(Direction) Begin at the row below that contains "Given the image above, detect the hanging" and stop after the last row, then write out every line in that span again, requests included, with each bounding-box coordinate in the answers scaled by 2.2 and rounded to a whole number, halves going up. Leave the pictures out.

------ Records shown ------

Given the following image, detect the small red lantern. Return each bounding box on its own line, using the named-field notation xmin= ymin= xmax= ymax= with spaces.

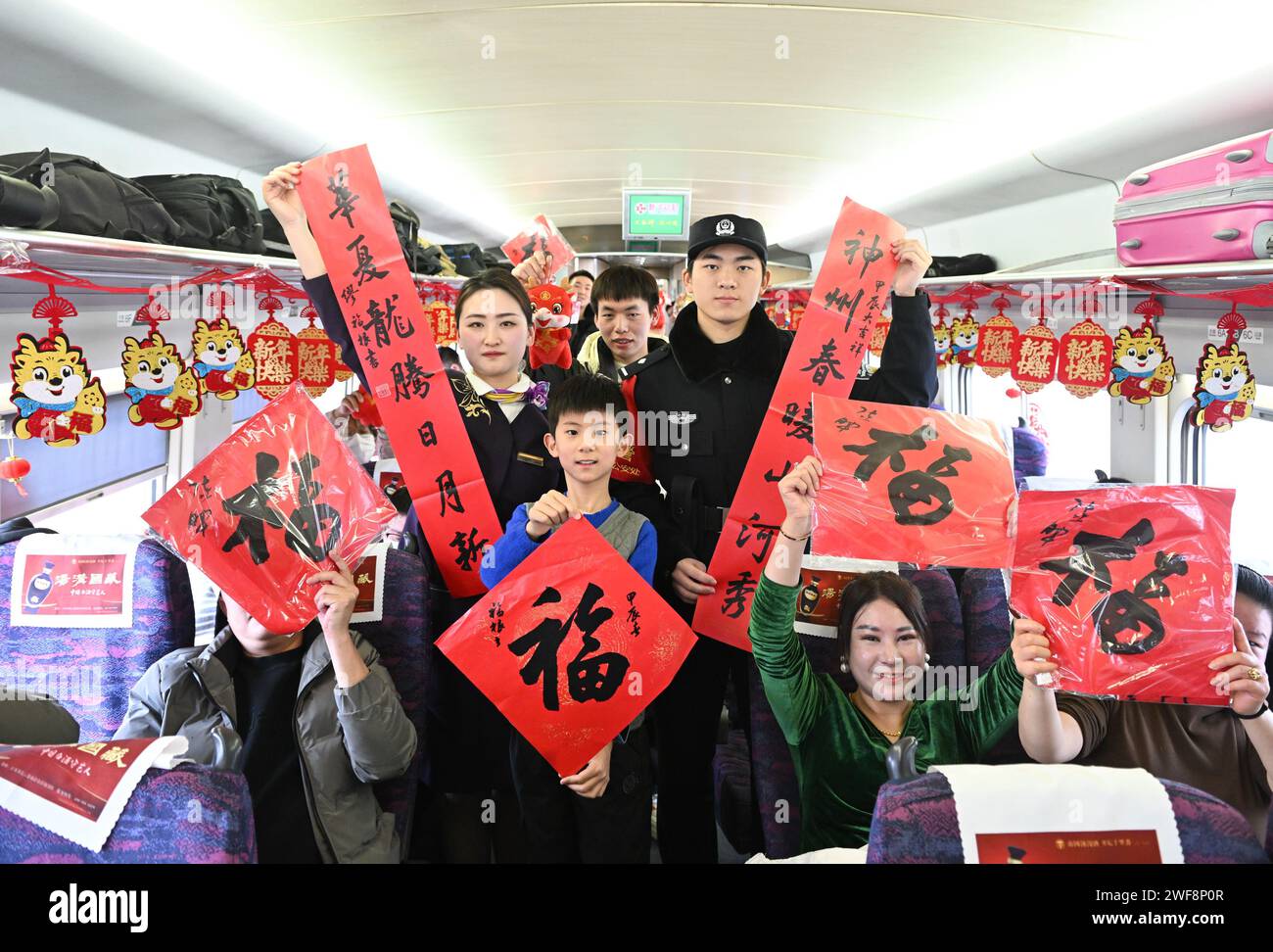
xmin=976 ymin=294 xmax=1017 ymax=377
xmin=0 ymin=447 xmax=30 ymax=497
xmin=297 ymin=305 xmax=336 ymax=397
xmin=1057 ymin=299 xmax=1114 ymax=399
xmin=1013 ymin=307 xmax=1061 ymax=394
xmin=867 ymin=303 xmax=892 ymax=357
xmin=416 ymin=281 xmax=458 ymax=348
xmin=247 ymin=294 xmax=297 ymax=400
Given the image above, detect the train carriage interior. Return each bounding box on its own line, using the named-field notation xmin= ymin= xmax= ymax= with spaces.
xmin=0 ymin=0 xmax=1273 ymax=895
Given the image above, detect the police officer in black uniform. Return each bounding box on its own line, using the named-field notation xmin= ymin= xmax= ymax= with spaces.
xmin=616 ymin=215 xmax=937 ymax=863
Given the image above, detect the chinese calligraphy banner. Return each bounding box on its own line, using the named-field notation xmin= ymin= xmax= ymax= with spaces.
xmin=300 ymin=146 xmax=501 ymax=595
xmin=0 ymin=736 xmax=187 ymax=853
xmin=1013 ymin=486 xmax=1234 ymax=705
xmin=437 ymin=519 xmax=694 ymax=777
xmin=141 ymin=383 xmax=395 ymax=635
xmin=694 ymin=199 xmax=905 ymax=651
xmin=814 ymin=395 xmax=1015 ymax=569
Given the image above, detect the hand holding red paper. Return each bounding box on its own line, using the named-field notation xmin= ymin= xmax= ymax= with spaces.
xmin=143 ymin=383 xmax=395 ymax=634
xmin=814 ymin=395 xmax=1015 ymax=569
xmin=1206 ymin=616 xmax=1269 ymax=714
xmin=437 ymin=519 xmax=694 ymax=779
xmin=1011 ymin=486 xmax=1232 ymax=705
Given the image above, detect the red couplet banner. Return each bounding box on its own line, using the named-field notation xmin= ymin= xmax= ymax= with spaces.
xmin=437 ymin=519 xmax=694 ymax=777
xmin=141 ymin=382 xmax=396 ymax=635
xmin=814 ymin=395 xmax=1015 ymax=569
xmin=300 ymin=145 xmax=501 ymax=595
xmin=1013 ymin=486 xmax=1234 ymax=705
xmin=694 ymin=199 xmax=905 ymax=651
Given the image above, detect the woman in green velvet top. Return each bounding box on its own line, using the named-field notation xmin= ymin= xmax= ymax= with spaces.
xmin=750 ymin=457 xmax=1057 ymax=851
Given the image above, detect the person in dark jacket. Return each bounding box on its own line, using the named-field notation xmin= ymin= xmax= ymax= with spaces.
xmin=262 ymin=163 xmax=565 ymax=863
xmin=616 ymin=215 xmax=937 ymax=863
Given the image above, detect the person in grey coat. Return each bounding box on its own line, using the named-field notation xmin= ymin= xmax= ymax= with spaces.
xmin=115 ymin=556 xmax=416 ymax=863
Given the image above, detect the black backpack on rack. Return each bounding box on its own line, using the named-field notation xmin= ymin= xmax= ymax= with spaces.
xmin=0 ymin=149 xmax=182 ymax=244
xmin=442 ymin=244 xmax=487 ymax=277
xmin=390 ymin=201 xmax=420 ymax=273
xmin=135 ymin=174 xmax=264 ymax=255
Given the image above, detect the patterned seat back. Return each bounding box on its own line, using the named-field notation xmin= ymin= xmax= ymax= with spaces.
xmin=0 ymin=764 xmax=256 ymax=863
xmin=0 ymin=540 xmax=195 ymax=740
xmin=867 ymin=773 xmax=1269 ymax=863
xmin=959 ymin=569 xmax=1030 ymax=764
xmin=900 ymin=568 xmax=967 ymax=666
xmin=353 ymin=548 xmax=432 ymax=855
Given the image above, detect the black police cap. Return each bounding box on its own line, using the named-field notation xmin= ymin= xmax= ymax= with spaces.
xmin=688 ymin=215 xmax=769 ymax=264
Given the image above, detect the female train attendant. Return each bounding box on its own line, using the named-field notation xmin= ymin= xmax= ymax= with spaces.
xmin=261 ymin=162 xmax=563 ymax=863
xmin=750 ymin=457 xmax=1057 ymax=851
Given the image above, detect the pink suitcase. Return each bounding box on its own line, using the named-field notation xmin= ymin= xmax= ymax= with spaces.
xmin=1114 ymin=130 xmax=1273 ymax=266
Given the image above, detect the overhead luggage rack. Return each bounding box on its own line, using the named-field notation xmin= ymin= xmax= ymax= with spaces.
xmin=919 ymin=259 xmax=1273 ymax=293
xmin=0 ymin=228 xmax=465 ymax=299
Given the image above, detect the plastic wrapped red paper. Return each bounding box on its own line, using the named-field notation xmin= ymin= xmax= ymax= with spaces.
xmin=0 ymin=736 xmax=186 ymax=853
xmin=1013 ymin=486 xmax=1234 ymax=706
xmin=143 ymin=383 xmax=395 ymax=634
xmin=814 ymin=395 xmax=1015 ymax=569
xmin=437 ymin=519 xmax=694 ymax=777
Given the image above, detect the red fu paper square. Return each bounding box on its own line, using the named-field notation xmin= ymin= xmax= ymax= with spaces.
xmin=438 ymin=519 xmax=694 ymax=777
xmin=499 ymin=215 xmax=574 ymax=273
xmin=814 ymin=395 xmax=1015 ymax=569
xmin=141 ymin=383 xmax=395 ymax=634
xmin=1013 ymin=486 xmax=1234 ymax=705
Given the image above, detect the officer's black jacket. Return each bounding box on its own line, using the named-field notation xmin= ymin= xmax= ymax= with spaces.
xmin=611 ymin=292 xmax=937 ymax=582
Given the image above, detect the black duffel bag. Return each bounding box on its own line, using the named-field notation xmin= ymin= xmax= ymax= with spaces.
xmin=135 ymin=174 xmax=264 ymax=255
xmin=0 ymin=149 xmax=181 ymax=244
xmin=924 ymin=255 xmax=998 ymax=277
xmin=390 ymin=201 xmax=420 ymax=273
xmin=442 ymin=244 xmax=487 ymax=277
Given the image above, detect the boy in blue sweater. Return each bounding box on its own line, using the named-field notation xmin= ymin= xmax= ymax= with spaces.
xmin=481 ymin=374 xmax=658 ymax=863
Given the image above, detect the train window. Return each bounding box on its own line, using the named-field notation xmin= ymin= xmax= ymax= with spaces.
xmin=967 ymin=369 xmax=1110 ymax=480
xmin=1202 ymin=384 xmax=1273 ymax=571
xmin=30 ymin=470 xmax=165 ymax=536
xmin=0 ymin=394 xmax=168 ymax=519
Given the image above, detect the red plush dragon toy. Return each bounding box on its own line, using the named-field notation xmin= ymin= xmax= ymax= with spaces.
xmin=530 ymin=284 xmax=574 ymax=370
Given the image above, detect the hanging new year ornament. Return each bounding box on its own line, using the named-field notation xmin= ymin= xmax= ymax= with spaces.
xmin=119 ymin=298 xmax=204 ymax=430
xmin=247 ymin=294 xmax=297 ymax=400
xmin=1108 ymin=294 xmax=1176 ymax=404
xmin=1057 ymin=297 xmax=1114 ymax=399
xmin=1189 ymin=302 xmax=1255 ymax=433
xmin=297 ymin=305 xmax=336 ymax=397
xmin=976 ymin=294 xmax=1017 ymax=377
xmin=933 ymin=305 xmax=951 ymax=366
xmin=9 ymin=285 xmax=106 ymax=447
xmin=951 ymin=298 xmax=981 ymax=366
xmin=191 ymin=290 xmax=256 ymax=400
xmin=1013 ymin=305 xmax=1060 ymax=394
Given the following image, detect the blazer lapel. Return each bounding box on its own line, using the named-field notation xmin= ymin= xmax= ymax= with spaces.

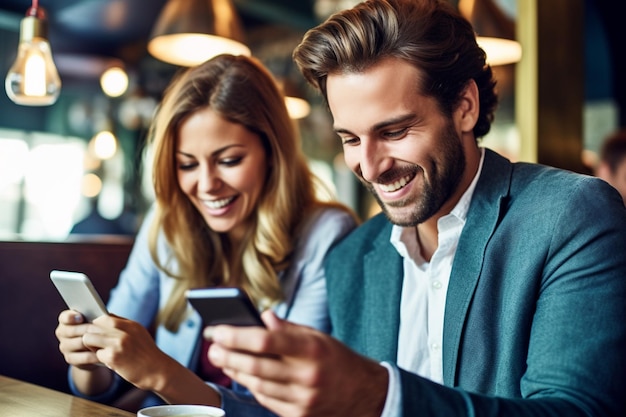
xmin=443 ymin=149 xmax=512 ymax=386
xmin=363 ymin=224 xmax=404 ymax=363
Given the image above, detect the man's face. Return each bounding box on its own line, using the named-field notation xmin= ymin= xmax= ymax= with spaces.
xmin=327 ymin=59 xmax=466 ymax=226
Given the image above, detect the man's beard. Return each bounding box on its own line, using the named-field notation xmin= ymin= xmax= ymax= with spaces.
xmin=360 ymin=118 xmax=466 ymax=227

------

(Answer to the exercise)
Given the image above, detect the hanging new year ornament. Return each bounding box on its own line, using the named-field notation xmin= ymin= xmax= ymax= with spaces.
xmin=262 ymin=656 xmax=449 ymax=946
xmin=543 ymin=647 xmax=653 ymax=880
xmin=2438 ymin=647 xmax=2587 ymax=889
xmin=2325 ymin=653 xmax=2451 ymax=878
xmin=2616 ymin=664 xmax=2761 ymax=953
xmin=653 ymin=671 xmax=739 ymax=873
xmin=2147 ymin=647 xmax=2237 ymax=829
xmin=2053 ymin=671 xmax=2092 ymax=805
xmin=20 ymin=627 xmax=233 ymax=983
xmin=2092 ymin=656 xmax=2158 ymax=805
xmin=420 ymin=638 xmax=563 ymax=880
xmin=2229 ymin=671 xmax=2332 ymax=867
Given the following image, detect the blazer lapel. Return each bounding box on its own line, using the named-field notation xmin= ymin= xmax= ymax= with spaces.

xmin=975 ymin=328 xmax=1126 ymax=849
xmin=799 ymin=493 xmax=889 ymax=799
Given the image above, detect the man's face. Return each bounding box on its own line, using the named-field notation xmin= ymin= xmax= ymax= with spaces.
xmin=719 ymin=130 xmax=1025 ymax=497
Given the image above, detect the man's beard. Return each bounding box on its own line, using the named-field notation xmin= ymin= xmax= ymax= with spaces.
xmin=792 ymin=260 xmax=1025 ymax=499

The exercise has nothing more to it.